Extract.
● ● ● ●

When a memory is recalled, it doesn’t come whole, but rather is re-assembled from parts stored in cells all over the brain.  Responding to the connectome, the smells and colors and tastes come together into meaning.  We don’t know exactly how it works, but we do know that every time something is recalled, it is not perfectly re-assembled, but may include bits that don’t belong or drop out other bits that actually could be proven actual at the time.  Without knowing this recent understanding, when we enact familiar ceremonies we reassure ourselves of what is there and what we believe to be true.  Memories of repeated acts and sense memories help us be ourselves.



This is the most basic level of human function from which all the rest emerges over time.  It begins at conception.  From then on the cells are responding to the environment -- the inside of the mother through the interface of the placenta, and its flow of nutrients and hormones.  But then as the cells begin to organize into organs, awareness of movement, temperature, and sound expand the level of memory and interpretation.

The question of whether an embryo can feel pain is crucial but puzzling:  “The neural regions and pathways that are responsible for pain experience remain under debate but it is generally accepted that pain from physical trauma requires an intact pathway from the periphery, through the spinal cord, into the thalamus and on to regions of the cerebral cortex including the primary sensory cortex the insular cortex and the anterior cingulated cortex. Fetal pain is not possible before these necessary neural pathways and structures have developed.”  This is organ-detected pain, defined by the brain.  If there is no organ, no brain, it's not the same.

We already know that individual cells can move towards or away or be changed by outside forces.   One-celled creatures eat and shit. They go to light and avoid bad "smells."  Early fetuses suck their thumbs as soon as they have thumbs, have erections as soon as they have penises.

We seem to need to know when the baby is “human.”  “Quickening” is when the mother first feels the baby moving, usually about halfway through the pregnancy.  This is taken by some cultures as the entry of the soul into the baby.  They call it "ensoulment."  If the mother drinks too much coffee, the fetus will have the jitters.

● ● ● ●

Supplied information.
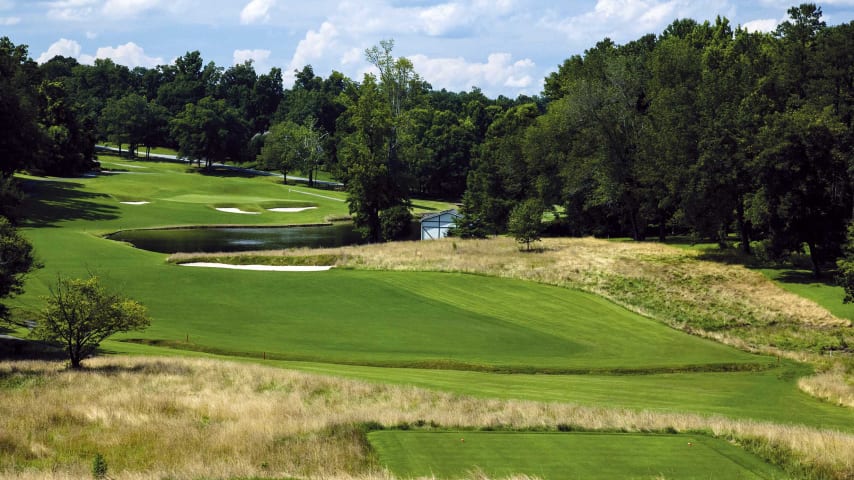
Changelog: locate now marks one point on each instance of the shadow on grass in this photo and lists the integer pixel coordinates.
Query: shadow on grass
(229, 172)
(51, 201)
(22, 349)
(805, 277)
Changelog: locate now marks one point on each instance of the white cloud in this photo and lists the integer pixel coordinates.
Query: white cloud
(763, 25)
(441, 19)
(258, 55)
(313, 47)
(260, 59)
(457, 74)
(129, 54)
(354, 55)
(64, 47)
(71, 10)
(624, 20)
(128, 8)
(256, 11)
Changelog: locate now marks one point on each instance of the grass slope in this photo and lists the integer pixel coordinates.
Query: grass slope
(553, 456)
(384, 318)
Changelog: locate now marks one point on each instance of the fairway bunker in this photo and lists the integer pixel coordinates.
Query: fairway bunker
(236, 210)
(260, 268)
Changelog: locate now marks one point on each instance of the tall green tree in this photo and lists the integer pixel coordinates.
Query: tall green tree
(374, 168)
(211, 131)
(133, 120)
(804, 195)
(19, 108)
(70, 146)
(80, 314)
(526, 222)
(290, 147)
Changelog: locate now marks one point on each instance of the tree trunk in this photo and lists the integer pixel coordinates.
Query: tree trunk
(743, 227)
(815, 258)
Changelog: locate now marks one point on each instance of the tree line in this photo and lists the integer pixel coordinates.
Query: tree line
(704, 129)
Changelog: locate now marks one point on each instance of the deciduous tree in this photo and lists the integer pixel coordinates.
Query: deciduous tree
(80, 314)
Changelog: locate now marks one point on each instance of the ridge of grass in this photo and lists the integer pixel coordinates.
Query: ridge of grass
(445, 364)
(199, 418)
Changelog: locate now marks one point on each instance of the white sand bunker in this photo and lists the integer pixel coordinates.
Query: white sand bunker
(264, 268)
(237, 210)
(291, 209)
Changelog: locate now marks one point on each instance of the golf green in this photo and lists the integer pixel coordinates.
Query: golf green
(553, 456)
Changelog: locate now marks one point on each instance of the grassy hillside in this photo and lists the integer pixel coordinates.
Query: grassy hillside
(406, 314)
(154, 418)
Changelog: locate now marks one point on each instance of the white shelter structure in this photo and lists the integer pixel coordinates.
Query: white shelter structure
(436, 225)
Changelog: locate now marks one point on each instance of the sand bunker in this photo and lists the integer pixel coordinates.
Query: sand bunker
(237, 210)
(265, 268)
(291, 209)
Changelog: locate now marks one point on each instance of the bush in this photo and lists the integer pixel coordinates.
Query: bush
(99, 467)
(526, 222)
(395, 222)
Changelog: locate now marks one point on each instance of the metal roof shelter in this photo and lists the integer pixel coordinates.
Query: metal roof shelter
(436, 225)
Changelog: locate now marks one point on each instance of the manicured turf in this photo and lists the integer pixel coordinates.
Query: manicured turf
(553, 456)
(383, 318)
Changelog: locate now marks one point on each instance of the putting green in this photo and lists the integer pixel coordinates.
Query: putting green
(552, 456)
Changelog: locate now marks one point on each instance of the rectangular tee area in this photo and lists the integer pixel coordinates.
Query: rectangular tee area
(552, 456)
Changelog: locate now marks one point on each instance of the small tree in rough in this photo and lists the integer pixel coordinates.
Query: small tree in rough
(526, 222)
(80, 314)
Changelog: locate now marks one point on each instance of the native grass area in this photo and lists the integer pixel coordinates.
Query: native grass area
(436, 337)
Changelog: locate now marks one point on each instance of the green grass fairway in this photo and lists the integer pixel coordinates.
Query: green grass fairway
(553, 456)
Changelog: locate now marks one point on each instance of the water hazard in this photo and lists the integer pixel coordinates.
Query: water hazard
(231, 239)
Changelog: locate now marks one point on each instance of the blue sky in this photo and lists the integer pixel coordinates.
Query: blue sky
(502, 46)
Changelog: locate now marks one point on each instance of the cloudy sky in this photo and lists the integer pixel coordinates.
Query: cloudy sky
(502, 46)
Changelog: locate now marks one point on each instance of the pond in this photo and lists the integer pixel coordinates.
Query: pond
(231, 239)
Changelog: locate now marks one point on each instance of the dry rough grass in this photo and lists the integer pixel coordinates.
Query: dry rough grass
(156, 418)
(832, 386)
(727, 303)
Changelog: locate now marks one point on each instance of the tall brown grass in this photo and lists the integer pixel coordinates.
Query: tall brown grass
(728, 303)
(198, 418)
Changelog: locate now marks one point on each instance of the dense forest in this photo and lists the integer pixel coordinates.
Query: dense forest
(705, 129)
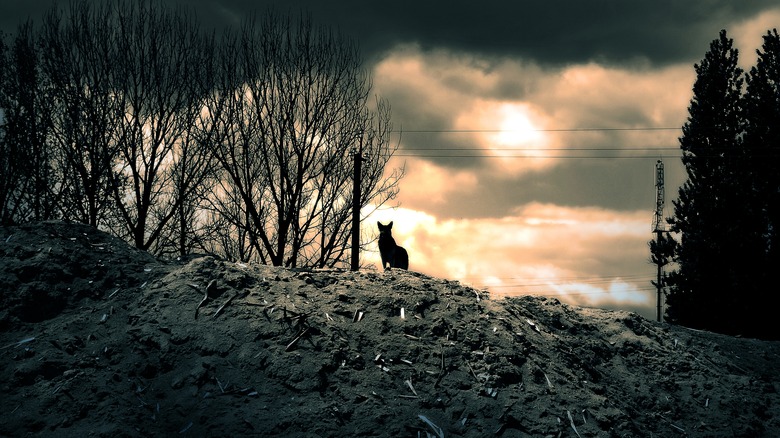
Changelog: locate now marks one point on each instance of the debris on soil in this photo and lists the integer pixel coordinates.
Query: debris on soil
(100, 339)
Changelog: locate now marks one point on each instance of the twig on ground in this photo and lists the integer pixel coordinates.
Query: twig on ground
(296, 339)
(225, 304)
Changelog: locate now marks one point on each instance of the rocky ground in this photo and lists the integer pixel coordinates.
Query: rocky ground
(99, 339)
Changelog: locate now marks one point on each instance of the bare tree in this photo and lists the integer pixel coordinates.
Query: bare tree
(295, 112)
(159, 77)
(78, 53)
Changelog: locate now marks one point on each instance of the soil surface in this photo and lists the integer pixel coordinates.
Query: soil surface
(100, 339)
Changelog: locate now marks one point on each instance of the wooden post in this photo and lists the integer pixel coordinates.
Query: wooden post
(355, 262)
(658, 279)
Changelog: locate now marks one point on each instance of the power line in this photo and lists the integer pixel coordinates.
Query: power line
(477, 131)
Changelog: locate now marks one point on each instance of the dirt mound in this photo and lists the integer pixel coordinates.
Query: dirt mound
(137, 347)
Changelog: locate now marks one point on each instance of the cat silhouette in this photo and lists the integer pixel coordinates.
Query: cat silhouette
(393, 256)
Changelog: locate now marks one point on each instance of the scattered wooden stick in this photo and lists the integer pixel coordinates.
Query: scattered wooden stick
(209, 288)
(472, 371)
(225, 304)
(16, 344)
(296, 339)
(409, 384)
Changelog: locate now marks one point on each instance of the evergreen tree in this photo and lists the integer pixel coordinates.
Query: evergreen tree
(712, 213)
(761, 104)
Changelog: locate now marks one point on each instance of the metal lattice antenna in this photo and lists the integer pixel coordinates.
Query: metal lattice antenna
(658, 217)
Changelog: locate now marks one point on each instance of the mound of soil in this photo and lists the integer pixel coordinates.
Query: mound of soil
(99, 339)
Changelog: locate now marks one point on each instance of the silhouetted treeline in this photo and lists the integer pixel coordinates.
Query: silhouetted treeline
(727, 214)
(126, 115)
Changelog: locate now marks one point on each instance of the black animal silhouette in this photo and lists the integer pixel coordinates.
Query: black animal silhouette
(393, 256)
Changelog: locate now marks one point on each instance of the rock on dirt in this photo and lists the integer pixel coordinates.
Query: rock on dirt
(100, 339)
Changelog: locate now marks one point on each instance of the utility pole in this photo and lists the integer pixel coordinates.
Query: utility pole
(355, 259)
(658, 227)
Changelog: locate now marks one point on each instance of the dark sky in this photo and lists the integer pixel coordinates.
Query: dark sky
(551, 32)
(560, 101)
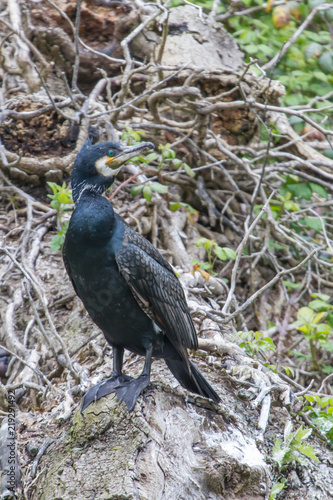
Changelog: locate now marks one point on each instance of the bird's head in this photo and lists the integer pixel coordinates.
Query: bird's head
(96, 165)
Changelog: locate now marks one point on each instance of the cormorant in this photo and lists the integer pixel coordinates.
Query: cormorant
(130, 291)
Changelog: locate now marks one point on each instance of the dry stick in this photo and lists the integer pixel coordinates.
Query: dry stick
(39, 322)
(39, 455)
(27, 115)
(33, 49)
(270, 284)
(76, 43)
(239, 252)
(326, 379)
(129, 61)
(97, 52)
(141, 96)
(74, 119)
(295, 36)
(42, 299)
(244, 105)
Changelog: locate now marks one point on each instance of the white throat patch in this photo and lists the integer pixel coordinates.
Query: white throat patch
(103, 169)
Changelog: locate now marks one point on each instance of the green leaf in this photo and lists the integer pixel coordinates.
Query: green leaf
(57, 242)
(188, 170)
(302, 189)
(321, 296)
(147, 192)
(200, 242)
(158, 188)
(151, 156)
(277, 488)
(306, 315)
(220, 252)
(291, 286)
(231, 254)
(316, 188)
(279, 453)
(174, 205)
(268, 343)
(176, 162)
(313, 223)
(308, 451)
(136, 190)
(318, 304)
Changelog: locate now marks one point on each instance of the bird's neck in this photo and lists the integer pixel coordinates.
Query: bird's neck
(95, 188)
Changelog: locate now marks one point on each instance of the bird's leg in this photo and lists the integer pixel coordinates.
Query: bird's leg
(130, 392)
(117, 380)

● ● ● ●

Task requirements. Please resume the passage on memory and fetal development after its final sentence, continuing in the same voice.

Task answer.
Religion, politics, economics, individual circumstances, take over at this point or shortly before.  Technical forces enter into what happens.  The fact of a sonogram, the ability to do surgery on an embryo while it is still in the uterus, the capacity to assay the molecules in fluids in minute amounts so as to change them, the ability to analyze a genome for flaws so as to compensate for them -- all these things are in a vague way cultural ceremonies that reflect desire for survival, an invitation to a new being.  “Baby showers” are such a ceremony.

The baby ceremonies like baptism are only the beginning of a long trajectory of change with recognized points that seem important to the culture.  We are late understanding that a genome is a suite of potentials, like a great cathedral organ, not a script.  A person emerges from the moment of fertilization and begins a series of "births" and celebrations.  Even death does not end the liturgies of memory, the impact of the choices made.

As I write, the radio tells me about a tribal ceremony of “reburial” returning remains collected as bodies of American Indians to their tribes.  They have been in drawers in museums, waiting for study.  New strategies of analysis are always being devised, but the People are determined to put these bones back in the earth now.  There will be more song than dance, drums like heartbeats, making skeletons real for the moment.  A fantasy like the Dance of Conception, but less scientific and more the conviction that place and genome are important to the tribal community.


Old myths establish that one leaves life in a boat with a man named Charon to steer the person across the River Styx.  Perhaps before one comes to be alive, before that Dance of the Ovum, one arrives from a Blue Sea with a woman rowing hard.  Some choose not to come ashore.  Storybook artists depict unborn babies as having little wings, but it's plain from the sonograms that they really have fins.